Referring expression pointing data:
──────────────────────────────
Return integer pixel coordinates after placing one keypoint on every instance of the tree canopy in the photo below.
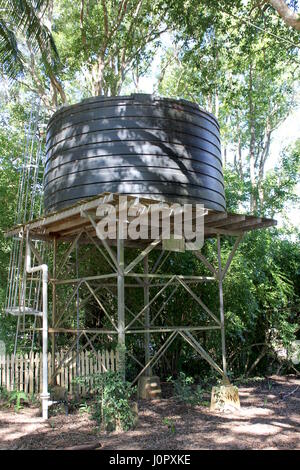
(239, 60)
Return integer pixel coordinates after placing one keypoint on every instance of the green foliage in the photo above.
(113, 406)
(170, 425)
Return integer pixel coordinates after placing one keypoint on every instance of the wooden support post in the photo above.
(53, 345)
(221, 306)
(147, 315)
(121, 306)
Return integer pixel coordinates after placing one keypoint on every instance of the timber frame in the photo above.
(77, 225)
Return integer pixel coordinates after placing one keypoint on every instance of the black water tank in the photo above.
(139, 144)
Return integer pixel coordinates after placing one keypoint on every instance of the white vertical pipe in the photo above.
(44, 268)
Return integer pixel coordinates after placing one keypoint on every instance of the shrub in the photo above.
(113, 394)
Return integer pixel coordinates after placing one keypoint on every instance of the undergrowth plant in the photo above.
(113, 407)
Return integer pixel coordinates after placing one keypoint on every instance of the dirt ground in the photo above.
(269, 418)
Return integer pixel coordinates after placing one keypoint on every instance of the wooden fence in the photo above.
(24, 372)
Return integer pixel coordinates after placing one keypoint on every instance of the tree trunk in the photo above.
(253, 205)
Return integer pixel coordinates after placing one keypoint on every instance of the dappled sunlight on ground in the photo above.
(269, 418)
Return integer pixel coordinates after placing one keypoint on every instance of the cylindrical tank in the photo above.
(139, 145)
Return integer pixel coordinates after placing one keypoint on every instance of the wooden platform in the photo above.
(67, 223)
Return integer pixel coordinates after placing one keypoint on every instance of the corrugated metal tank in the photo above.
(139, 144)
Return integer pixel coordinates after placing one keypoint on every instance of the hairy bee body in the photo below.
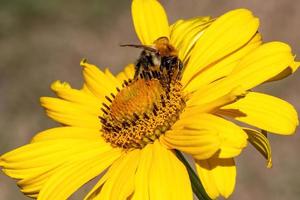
(160, 62)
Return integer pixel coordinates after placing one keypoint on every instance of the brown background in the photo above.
(42, 41)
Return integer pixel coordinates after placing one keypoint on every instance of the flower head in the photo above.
(191, 77)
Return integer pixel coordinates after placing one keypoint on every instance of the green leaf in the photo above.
(260, 141)
(197, 186)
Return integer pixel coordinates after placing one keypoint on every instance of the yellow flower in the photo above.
(130, 124)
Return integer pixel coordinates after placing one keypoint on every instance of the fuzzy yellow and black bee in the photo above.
(159, 61)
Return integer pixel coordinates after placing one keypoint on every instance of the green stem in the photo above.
(197, 186)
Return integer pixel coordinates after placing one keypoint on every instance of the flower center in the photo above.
(148, 105)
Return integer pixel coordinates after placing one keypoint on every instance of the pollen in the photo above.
(141, 112)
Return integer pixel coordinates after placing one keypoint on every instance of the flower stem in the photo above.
(197, 186)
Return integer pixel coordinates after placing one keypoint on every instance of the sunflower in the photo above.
(189, 86)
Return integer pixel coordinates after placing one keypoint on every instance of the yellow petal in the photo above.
(227, 34)
(35, 163)
(120, 183)
(65, 181)
(150, 20)
(96, 81)
(71, 114)
(168, 177)
(49, 152)
(231, 138)
(265, 112)
(261, 143)
(200, 143)
(185, 33)
(141, 190)
(127, 73)
(223, 67)
(260, 65)
(64, 91)
(217, 176)
(68, 133)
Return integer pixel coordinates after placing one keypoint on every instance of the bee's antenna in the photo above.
(140, 46)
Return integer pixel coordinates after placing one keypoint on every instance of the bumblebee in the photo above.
(159, 61)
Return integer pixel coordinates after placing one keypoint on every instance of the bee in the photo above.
(159, 61)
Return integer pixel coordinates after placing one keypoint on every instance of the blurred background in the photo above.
(43, 41)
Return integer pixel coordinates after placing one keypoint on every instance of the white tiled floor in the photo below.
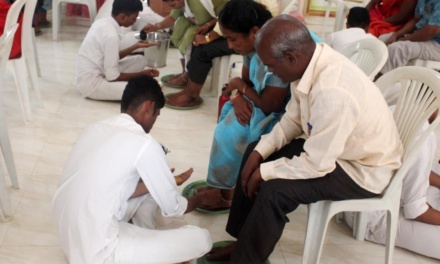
(41, 149)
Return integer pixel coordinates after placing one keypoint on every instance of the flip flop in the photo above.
(190, 190)
(203, 260)
(182, 107)
(165, 78)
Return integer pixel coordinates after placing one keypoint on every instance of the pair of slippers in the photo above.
(164, 80)
(220, 244)
(191, 189)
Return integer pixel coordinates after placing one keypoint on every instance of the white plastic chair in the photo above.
(369, 54)
(56, 14)
(342, 7)
(220, 71)
(5, 206)
(419, 98)
(435, 65)
(26, 64)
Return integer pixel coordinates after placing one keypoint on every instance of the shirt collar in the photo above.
(114, 23)
(304, 85)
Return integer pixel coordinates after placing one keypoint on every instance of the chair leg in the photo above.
(19, 70)
(316, 228)
(5, 204)
(7, 153)
(37, 60)
(360, 225)
(33, 73)
(392, 222)
(56, 19)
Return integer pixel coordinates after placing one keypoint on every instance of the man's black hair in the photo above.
(127, 7)
(141, 89)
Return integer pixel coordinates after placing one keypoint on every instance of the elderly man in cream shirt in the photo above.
(336, 141)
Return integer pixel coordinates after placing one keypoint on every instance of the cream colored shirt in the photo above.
(344, 118)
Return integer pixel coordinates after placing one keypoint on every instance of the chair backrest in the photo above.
(12, 18)
(5, 49)
(419, 98)
(287, 6)
(369, 54)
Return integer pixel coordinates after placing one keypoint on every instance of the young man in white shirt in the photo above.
(102, 69)
(116, 175)
(336, 141)
(358, 20)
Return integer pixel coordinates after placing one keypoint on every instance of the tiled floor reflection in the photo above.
(41, 149)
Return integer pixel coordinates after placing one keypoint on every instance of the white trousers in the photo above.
(401, 52)
(112, 91)
(141, 243)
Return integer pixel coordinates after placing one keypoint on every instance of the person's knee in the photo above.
(203, 238)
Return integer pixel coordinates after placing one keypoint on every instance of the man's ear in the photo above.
(290, 56)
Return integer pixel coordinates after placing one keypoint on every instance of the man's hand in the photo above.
(252, 184)
(252, 164)
(144, 44)
(150, 28)
(199, 40)
(202, 30)
(392, 39)
(151, 72)
(243, 110)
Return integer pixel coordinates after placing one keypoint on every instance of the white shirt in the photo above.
(101, 174)
(98, 56)
(338, 40)
(343, 117)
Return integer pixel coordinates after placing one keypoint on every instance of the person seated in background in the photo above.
(256, 106)
(357, 24)
(419, 220)
(317, 150)
(388, 16)
(116, 182)
(102, 69)
(193, 23)
(418, 39)
(146, 16)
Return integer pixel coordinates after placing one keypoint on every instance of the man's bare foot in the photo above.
(221, 254)
(179, 79)
(183, 99)
(177, 75)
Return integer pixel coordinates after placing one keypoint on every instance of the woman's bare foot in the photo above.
(181, 178)
(221, 254)
(183, 99)
(179, 79)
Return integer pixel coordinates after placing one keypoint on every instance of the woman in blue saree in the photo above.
(257, 101)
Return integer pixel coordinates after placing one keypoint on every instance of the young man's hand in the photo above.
(151, 72)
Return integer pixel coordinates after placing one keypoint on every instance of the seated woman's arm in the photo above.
(372, 4)
(434, 179)
(406, 10)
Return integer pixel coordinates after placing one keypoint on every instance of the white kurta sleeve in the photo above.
(156, 174)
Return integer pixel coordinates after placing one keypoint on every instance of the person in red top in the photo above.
(16, 45)
(388, 16)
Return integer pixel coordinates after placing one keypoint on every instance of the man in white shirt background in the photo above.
(102, 68)
(358, 21)
(114, 181)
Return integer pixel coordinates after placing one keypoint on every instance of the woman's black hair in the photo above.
(242, 15)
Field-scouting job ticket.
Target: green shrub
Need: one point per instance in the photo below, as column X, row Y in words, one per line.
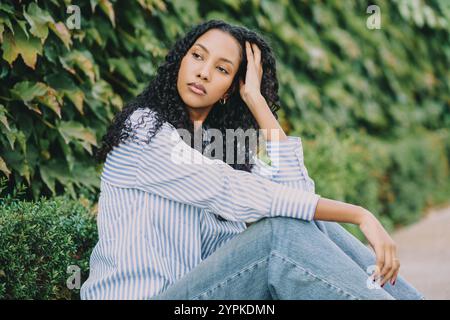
──────────────────────────────
• [Exercise requirements]: The records above must be repeated exactly, minus their pictures.

• [Answer section]:
Return integer pixel coordinates after placing one keypoint on every instance of the tree canopy in the photo below.
(239, 60)
Return integer pixel coordinates after placing one keypoint on every instance of the green foliage in the photo above.
(113, 406)
(170, 425)
Return integer pixel coordinates after placing one keypoint on every instance of the wooden support post in the photo above.
(53, 345)
(221, 306)
(147, 315)
(121, 306)
Return integer pixel coordinates after placing one keypoint on every instance of the timber frame in the photo above.
(77, 225)
Return integer pixel coordinates after placing one keypoint on every instance of the black water tank in the photo above.
(139, 144)
Return integer pixel coordinates after placing one keypoint on every instance of the white vertical pipe in the photo above.
(44, 268)
Return integer pixel coordinates after placing one keypoint on every instance of the shrub in the photo above.
(113, 394)
Return integer pixel coordinates after placing one keypoint on every instance of the undergrowth plant in the photo above.
(113, 407)
Return integer pixel coordinates after placing one keypoint on every instance of the dirt ground in the photo above.
(269, 418)
Return integer pixel coordinates after placing one keypoint on every instance of the wooden fence in the photo above.
(24, 372)
Return integer pixel coordinates after placing one keypoint on every instance of the tree trunk in the photo above.
(253, 205)
Return integer pixel coordinates after placing one keypoint on every instance of the dappled sunlight on ground in the photo above.
(269, 418)
Return integer pixel coordinates after placing one keypoint on every instance of the cylindrical tank in the photo above.
(139, 145)
Return integer pixel coordinates after placing one keypoint on every instance of the wooden platform in the photo above.
(67, 223)
Return integer pixel coordinates after placing one keypoint on every instance of the corrugated metal tank in the photo above.
(139, 144)
Return integer pixel coordinates after placing one keypoint on every instance of the hairy bee body in the photo below.
(160, 62)
Return integer pixel coordinates after placing one keypoint on every instance of the brown background in the photo above.
(42, 41)
Return integer pixel coordinates after placing one keypoint on every instance of the flower head in the photo above.
(191, 77)
Return integer pixel coordinates after placing one keypoint on every instance of the green leaf in the photo above.
(260, 141)
(197, 186)
Return integer pixel coordinates after placing one keypoint on every instance of the yellow flower in the photo above.
(130, 124)
Return integer pixel coordinates after placing one keypoint on every instance of the fuzzy yellow and black bee in the photo above.
(159, 61)
Return integer pixel coordinates after placing one keypoint on every instance of the green stem in the photo above.
(197, 186)
Return integer pixel coordinates after placing one keypoint on every instance of the flower center in the photo above.
(148, 105)
Return integer pixel coordinates after placing one keypoint on every instance of the pollen in the photo above.
(141, 112)
Return integer pixel coordinates after placing one keypoint on every instance of the flower stem in the photo above.
(197, 186)
Return integer pixel coordinates after placing one keypoint on every instance of the sunflower in the photo above.
(189, 86)
Return integer pixel coordinates after placing one keypoint on every instance of the yellow petal in the photo above.
(227, 34)
(35, 163)
(120, 183)
(65, 181)
(150, 20)
(96, 81)
(71, 114)
(168, 177)
(49, 152)
(231, 138)
(265, 112)
(261, 143)
(200, 143)
(185, 33)
(141, 190)
(127, 73)
(223, 67)
(260, 65)
(64, 91)
(217, 176)
(68, 133)
Return integer pixel coordinates after placing one keypoint on every instance of the bee's antenna in the photo above.
(140, 46)
Return integer pixel coordinates after placing one keypoint on every instance of the bumblebee in the photo above.
(159, 61)
Return integer pixel coordinates after placing one keypoint on every instance of the bee in the photo above.
(159, 61)
Return integer pixel coordinates after placing one keypoint on every instance of the blurred background in the photo above.
(43, 41)
Return integer pixel coordinates after placing one keypoint on every instance of the white tiled floor in the photo below.
(41, 149)
Return integer pixel coordinates after placing one keypoint on every instance of the flip flop in the photo above.
(190, 190)
(203, 260)
(182, 107)
(165, 78)
Return integer pixel coordinates after placing one keypoint on every instance of the pair of slippers in the photo above.
(164, 80)
(220, 244)
(191, 189)
Return integer pixel coordinates after placing one keypoint on every instance of the white plastic chair in the photo above.
(369, 54)
(56, 14)
(342, 7)
(220, 71)
(5, 206)
(419, 98)
(435, 65)
(26, 64)
Return integer pixel coordinates after placing one keypoint on every instance of the shirt collar in the photo above.
(114, 23)
(304, 85)
Return integer pixel coordinates after placing one keypoint on every instance of the chair leg in the photo above.
(19, 70)
(316, 228)
(5, 204)
(7, 153)
(37, 60)
(360, 225)
(33, 73)
(392, 222)
(56, 19)
Return integer pixel coordinates after placing one keypoint on every instance of the man's black hair in the photo above.
(127, 7)
(141, 89)
Return integer pixel coordinates after placing one keypoint on every instance of the elderly man in cream shirt in the photo above.
(336, 141)
Return integer pixel coordinates after placing one keypoint on every instance of the cream colored shirt in the photo above.
(344, 118)
Return integer pixel coordinates after placing one keypoint on every instance of the chair backrest in the photo above.
(12, 18)
(5, 49)
(419, 98)
(287, 6)
(369, 54)
Return integer pixel coordinates after placing one keypoint on every instance of the young man in white shirt in the photo above.
(102, 69)
(116, 175)
(336, 141)
(358, 20)
Return integer pixel coordinates after placing one keypoint on every instance of the tiled floor reflection in the photo above.
(41, 149)
Return integer pixel coordinates after placing one keypoint on every instance of the white trousers in the photo above.
(401, 52)
(112, 91)
(141, 243)
Return integer pixel coordinates after placing one keypoint on every instance of the person's knee in the photo above.
(203, 238)
Return integer pixel coordinates after placing one keypoint on every instance of the man's ear in the photo above.
(290, 56)
Return integer pixel coordinates after placing one keypoint on every instance of the man's hand in the photo above.
(252, 184)
(252, 164)
(144, 44)
(150, 28)
(199, 40)
(202, 30)
(392, 39)
(151, 72)
(243, 110)
Return integer pixel coordinates after placing one keypoint on every instance of the white shirt in the photo above.
(101, 174)
(98, 56)
(338, 40)
(343, 117)
Return integer pixel coordinates after placing one keypoint on every instance of the person seated in background in the photo above.
(256, 106)
(357, 24)
(419, 220)
(317, 150)
(388, 16)
(116, 182)
(102, 69)
(193, 23)
(418, 39)
(146, 16)
Return integer pixel coordinates after placing one keypoint on every instance of the man's bare foot in the photo above.
(221, 254)
(179, 79)
(183, 99)
(177, 75)
Return integer pixel coordinates after placing one keypoint on every instance of the woman's bare foot in the photo above.
(181, 178)
(221, 254)
(183, 99)
(179, 79)
Return integer pixel coordinates after placing one keypoint on every instance of the woman in blue saree in the photo above.
(257, 101)
Return integer pixel coordinates after placing one keypoint on every instance of the young man's hand in the photo above.
(151, 72)
Return integer pixel coordinates after placing one keypoint on every instance of the seated woman's arm in the photo above.
(372, 4)
(434, 179)
(406, 10)
Return integer pixel coordinates after placing one keypoint on every instance of the white kurta sleeve in the photo above.
(156, 174)
Return integer pixel coordinates after placing one keypoint on every instance of the person in red top in the photo above.
(16, 45)
(388, 16)
Return integer pixel coordinates after placing one keypoint on every instance of the man in white shirt background in the photo above.
(102, 68)
(358, 21)
(114, 181)
Return integer pixel coordinates after placing one keypoint on every instance of the woman's black hair in the photo above.
(242, 15)
Field-scouting job ticket.
Target: green shrub
Need: one point per instance in the photo below, as column X, row Y in words, one per line.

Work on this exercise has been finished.